Requirement:
Reproduce every one of the records below word for word, with no changes.
---------- Dataset
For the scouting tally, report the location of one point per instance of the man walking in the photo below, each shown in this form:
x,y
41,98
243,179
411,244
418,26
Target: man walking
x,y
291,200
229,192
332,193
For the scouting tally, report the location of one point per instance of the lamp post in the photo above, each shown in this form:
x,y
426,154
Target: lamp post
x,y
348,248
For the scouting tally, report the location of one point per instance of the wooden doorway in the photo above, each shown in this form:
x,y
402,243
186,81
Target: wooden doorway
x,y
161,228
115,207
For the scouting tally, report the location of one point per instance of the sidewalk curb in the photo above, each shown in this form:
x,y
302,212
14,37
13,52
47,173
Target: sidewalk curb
--------------------
Reply:
For the scouting tally, report the location of one point per instance of the man walking in the photo below, each shown in this form:
x,y
41,98
243,179
411,244
418,26
Target: man walking
x,y
291,200
229,192
332,193
For the scouting tally, report the location of one point per instance of the lamp post in the photo above, each shown in this form:
x,y
426,154
Target: lamp post
x,y
348,248
For the scouting tally, report the location of one point per instance of the wooden doorway in the photo above, each shown in this form:
x,y
402,243
186,81
Target: wooden doorway
x,y
161,228
115,207
For the scouting tally, report the location of one point per instance of the sidewalk curb in the photo above, each shown in this form:
x,y
302,212
14,37
13,52
47,173
Target: sidewalk curb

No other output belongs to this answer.